Can you reproduce every line of the listing below without changing a word, but leave out the pictures?

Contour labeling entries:
+===+

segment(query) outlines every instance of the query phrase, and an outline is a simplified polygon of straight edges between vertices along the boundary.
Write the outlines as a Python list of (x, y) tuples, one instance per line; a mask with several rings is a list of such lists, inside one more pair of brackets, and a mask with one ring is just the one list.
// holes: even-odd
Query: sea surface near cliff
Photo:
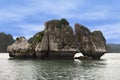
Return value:
[(0, 80), (120, 80), (120, 54), (101, 60), (10, 60), (0, 54)]

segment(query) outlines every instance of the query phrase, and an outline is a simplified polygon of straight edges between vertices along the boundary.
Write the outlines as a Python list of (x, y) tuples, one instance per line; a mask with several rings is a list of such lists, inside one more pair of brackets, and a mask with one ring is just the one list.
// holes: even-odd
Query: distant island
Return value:
[(4, 52), (7, 50), (12, 58), (40, 59), (73, 59), (77, 52), (81, 52), (85, 57), (100, 59), (107, 52), (106, 40), (101, 31), (91, 32), (78, 23), (74, 28), (75, 31), (64, 18), (47, 21), (45, 29), (29, 40), (18, 37), (14, 42), (12, 36), (10, 39), (0, 36), (5, 43), (10, 42), (0, 45), (0, 50), (6, 45)]

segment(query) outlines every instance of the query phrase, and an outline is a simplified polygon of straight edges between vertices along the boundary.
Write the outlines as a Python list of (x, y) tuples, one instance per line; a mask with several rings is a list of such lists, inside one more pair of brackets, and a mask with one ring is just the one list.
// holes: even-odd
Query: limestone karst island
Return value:
[(91, 32), (78, 23), (73, 29), (64, 18), (47, 21), (44, 30), (29, 40), (18, 37), (11, 41), (6, 46), (11, 58), (73, 59), (82, 53), (82, 58), (100, 59), (107, 51), (101, 31)]

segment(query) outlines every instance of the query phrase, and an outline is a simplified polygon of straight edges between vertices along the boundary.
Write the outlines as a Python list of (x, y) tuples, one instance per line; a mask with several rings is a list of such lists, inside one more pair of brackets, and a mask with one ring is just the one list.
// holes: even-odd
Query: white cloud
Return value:
[[(108, 40), (120, 40), (120, 22), (118, 23), (112, 23), (112, 24), (105, 24), (101, 26), (96, 26), (92, 31), (94, 30), (101, 30), (105, 36), (105, 38)], [(119, 41), (120, 42), (120, 41)], [(114, 42), (116, 43), (116, 42)]]
[[(21, 28), (21, 30), (18, 30), (19, 32), (16, 32), (20, 34), (19, 36), (25, 36), (27, 39), (32, 37), (36, 32), (40, 32), (44, 30), (43, 25), (36, 25), (36, 24), (23, 24), (23, 25), (16, 25), (17, 27)], [(14, 39), (19, 36), (14, 36)]]

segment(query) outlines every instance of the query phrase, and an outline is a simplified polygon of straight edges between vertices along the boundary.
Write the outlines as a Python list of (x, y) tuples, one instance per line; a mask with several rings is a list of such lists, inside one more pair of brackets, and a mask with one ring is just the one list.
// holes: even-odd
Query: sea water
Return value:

+===+

• _Answer_:
segment(query) outlines every instance of the query phrase, and an outline is a simplified polygon of straight edges between vertices along the boundary.
Write the outlines as a Python list of (x, y) tuples, one instance per line; a mask with several rings is a list of such lists, inside one more pair of brackets, and a mask with one ring is just the one list.
// holes: even-odd
Query: sea surface near cliff
Photo:
Return value:
[(0, 80), (120, 80), (120, 54), (101, 60), (10, 60), (0, 54)]

segment(query) outlines every instance of the query phrase, and an outline is a simplified polygon of straight edges between vertices along the boundary.
Write the outlines as a Python list of (x, y) tuples, one instance per line; a mask with several rings is a list of such lists, inside one more pair of brackets, and a mask with one ring is just the one list.
// holes: even-odd
Query: distant island
Return value:
[(4, 52), (7, 50), (12, 58), (40, 59), (73, 59), (77, 52), (81, 52), (85, 57), (100, 59), (107, 52), (106, 40), (101, 31), (91, 32), (78, 23), (74, 28), (75, 31), (64, 18), (47, 21), (45, 29), (29, 40), (18, 37), (14, 42), (12, 36), (10, 39), (0, 36), (5, 43), (10, 42), (0, 45), (0, 50), (6, 45)]

segment(query) outlines every instance of the query phrase, and an outline is a simplified polygon of straight edges between vertices along the boundary.
Write the outlines as a Python list of (x, y) tuples, one instance per line; a mask with several rings is a list of such lists, inside one more pair of brackets, and a mask with one ring is just the one list.
// holes: even-odd
Query: limestone karst island
Return value:
[(91, 32), (78, 23), (73, 29), (64, 18), (47, 21), (44, 30), (29, 40), (18, 37), (11, 41), (6, 46), (11, 58), (73, 59), (82, 53), (82, 58), (100, 59), (107, 51), (101, 31)]

segment(query) outlines every instance of the query phrase, and an outline is a simplified polygon of straight edges between vertices along the boundary.
Write the outlines as a Python list of (x, y) tuples, one instance per line; a mask with several rings is a list of such lists, inside one more pair of brackets, and a mask with one ring is just the one list.
// holes: even-odd
Query: white cloud
Return value:
[[(108, 40), (120, 40), (120, 22), (118, 23), (112, 23), (112, 24), (105, 24), (101, 26), (96, 26), (92, 31), (94, 30), (101, 30), (105, 36), (105, 38)], [(119, 41), (120, 42), (120, 41)], [(114, 42), (116, 43), (116, 42)]]
[[(21, 28), (21, 30), (18, 30), (19, 32), (16, 32), (20, 34), (19, 36), (25, 36), (27, 39), (32, 37), (36, 32), (40, 32), (44, 30), (43, 25), (36, 25), (36, 24), (23, 24), (23, 25), (16, 25), (17, 27)], [(14, 39), (19, 36), (14, 36)]]

segment(query) outlines every instance of the query phrase, and an outline is a simplified polygon of straight edges between vertices along the boundary.
Write the outlines as a Python list of (x, y) tuples, one instance per line; a mask with several rings is a list of such lists, inside one more pair of brackets, and a mask with one ring is just the one list.
// holes: even-odd
Query: sea water
Return value:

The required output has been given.